Selected excerpt:
+ + +

Orthodox Social Thought and the Biblical Writings

[W]hen we are fully conscious of our own foolishness, and have felt the helplessness and destitution of our reason, then through the counsels of Divine Wisdom we shall be initiated into the wisdom of God; setting no bounds to boundless majesty and power, nor tying the Lord of nature down to nature’s laws. – St. Hilary of Poitiers

American writer Kurt Vonnegut’s novel Slaughterhouse-Five tells the story of the Allied bombing of Dresden, Germany during World War II, which Vonnegut, held by the Nazis there as a prisoner of war, survived. Thousands of civilians died, and the Nazis made POWs like Vonnegut bury or burn the bodies before the Russians liberated the city.

In an interview with the Paris Review, Vonnegut reflected on his success as a writer in relation to Dresden: “The raid didn’t shorten the war by half a second, didn’t weaken a German defense or attack anywhere, didn’t free a single person from a death camp. Only one person benefited—not two or five or ten. Just one.” The interviewer asks, “And who was that?” Vonnegut replies, “Me. I got three dollars for each person killed. Imagine that.”

One might get the mistaken impression from reading the Prophets that divine justice works according to some kind of cosmic karma. When Israel sinned, they were punished. When they cried out for redemption, God saved them and punished those who oppressed them. When they were faithful to him, they prospered. And so on. But that wouldn’t explain Dresden to Vonnegut.

This impression would be mistaken because it does not take account of individual persons. Indeed, many prophets suffered unjustly and received no earthly redemption: “They were stoned to death, they were sawn in two, they were killed by the sword; they went about in skins of sheep and goats, destitute, persecuted, tormented—of whom the world was not worthy” (Hebrews 11:37-38). And often the wicked prospered for generations before any faced the Lord’s retribution.

+ + +

Image box annotation records:
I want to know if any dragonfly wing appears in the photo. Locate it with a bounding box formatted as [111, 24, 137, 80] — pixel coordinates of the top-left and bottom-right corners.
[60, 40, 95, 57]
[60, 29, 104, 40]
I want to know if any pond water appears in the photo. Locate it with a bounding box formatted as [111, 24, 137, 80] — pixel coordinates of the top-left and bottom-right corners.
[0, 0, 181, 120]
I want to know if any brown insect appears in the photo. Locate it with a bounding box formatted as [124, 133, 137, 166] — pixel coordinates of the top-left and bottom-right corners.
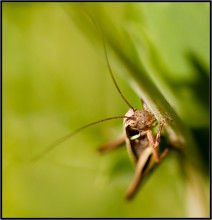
[33, 16, 170, 199]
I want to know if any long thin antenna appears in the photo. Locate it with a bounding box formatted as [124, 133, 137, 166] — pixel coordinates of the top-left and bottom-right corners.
[84, 8, 135, 110]
[32, 116, 130, 161]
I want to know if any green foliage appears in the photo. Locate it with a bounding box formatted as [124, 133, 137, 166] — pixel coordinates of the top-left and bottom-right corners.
[2, 2, 209, 217]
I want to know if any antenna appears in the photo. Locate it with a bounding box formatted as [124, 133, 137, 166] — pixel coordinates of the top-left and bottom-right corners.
[31, 116, 130, 161]
[84, 8, 135, 111]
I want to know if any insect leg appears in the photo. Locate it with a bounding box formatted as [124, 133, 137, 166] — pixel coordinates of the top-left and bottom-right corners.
[98, 134, 125, 153]
[141, 99, 148, 110]
[126, 148, 152, 200]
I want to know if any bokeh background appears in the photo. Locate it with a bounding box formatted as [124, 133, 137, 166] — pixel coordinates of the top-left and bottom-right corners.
[2, 2, 210, 217]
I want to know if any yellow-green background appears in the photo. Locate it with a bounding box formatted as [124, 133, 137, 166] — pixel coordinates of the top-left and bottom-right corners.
[2, 2, 209, 217]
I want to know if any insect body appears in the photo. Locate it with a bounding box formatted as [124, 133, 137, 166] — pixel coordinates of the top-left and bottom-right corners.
[34, 12, 172, 199]
[99, 102, 169, 199]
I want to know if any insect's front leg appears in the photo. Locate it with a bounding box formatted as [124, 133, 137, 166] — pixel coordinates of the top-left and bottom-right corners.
[147, 120, 169, 162]
[126, 148, 152, 200]
[98, 134, 125, 153]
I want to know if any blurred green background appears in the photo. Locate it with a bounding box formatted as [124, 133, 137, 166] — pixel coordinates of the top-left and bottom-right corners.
[2, 2, 210, 217]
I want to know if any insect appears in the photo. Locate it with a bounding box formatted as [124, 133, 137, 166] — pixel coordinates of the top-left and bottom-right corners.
[34, 12, 170, 200]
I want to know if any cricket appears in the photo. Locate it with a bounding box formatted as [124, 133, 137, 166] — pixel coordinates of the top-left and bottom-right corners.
[33, 12, 171, 200]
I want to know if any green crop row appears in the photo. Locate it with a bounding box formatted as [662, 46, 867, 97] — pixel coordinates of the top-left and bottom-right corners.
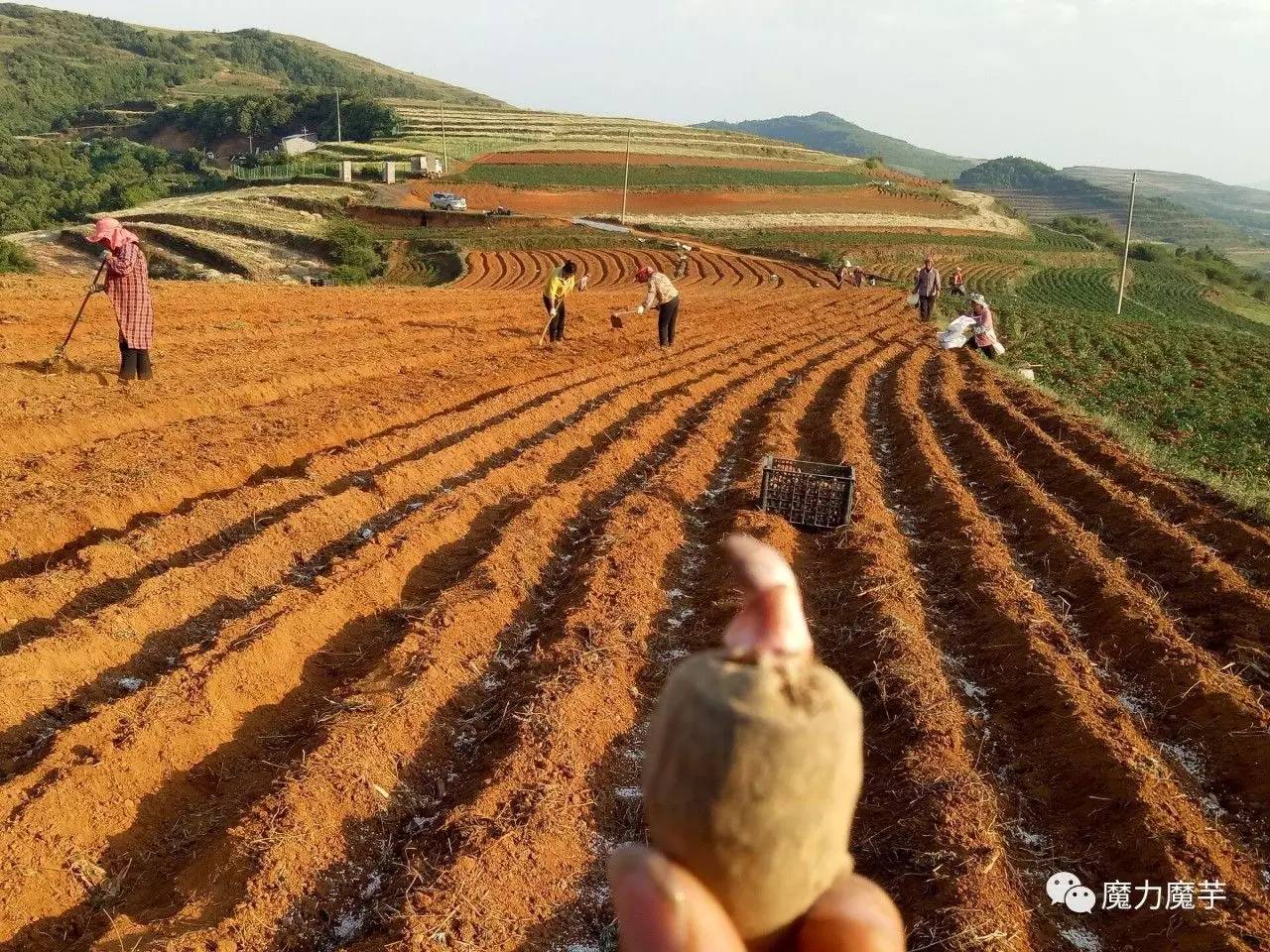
[945, 262, 1270, 516]
[454, 164, 869, 189]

+ + +

Goal 1:
In the excerpt on Orthodox social thought and the biblical writings, what three things does Vonnegut say the Dresden raid failed to do?
Goal 2:
Summarize the excerpt on Orthodox social thought and the biblical writings in two sentences.
Goal 3:
Reproduce the part of the excerpt on Orthodox social thought that opens with the words containing "American writer Kurt" and closes with "liberated the city.".
Work from the text on Orthodox social thought alone, without drawing on the records.

Final result 1:
- It didn't shorten the war by half a second.
- It didn't weaken a German defense or attack anywhere.
- It didn't free a single person from a death camp.

Final result 2:
The excerpt opens with Kurt Vonnegut, who survived the Allied bombing of Dresden as a prisoner of war and later remarked that he alone benefited from the raid, earning three dollars for each person killed. It then argues that reading the Prophets as a kind of cosmic karma would be mistaken because it does not take account of individual persons: many prophets suffered unjustly with no earthly redemption, and the wicked often prospered for generations before facing the Lord's retribution.

Final result 3:
American writer Kurt Vonnegut’s novel Slaughterhouse-Five tells the story of the Allied bombing of Dresden, Germany during World War II, which Vonnegut, held by the Nazis there as a prisoner of war, survived. Thousands of civilians died, and the Nazis made POWs like Vonnegut bury or burn the bodies before the Russians liberated the city.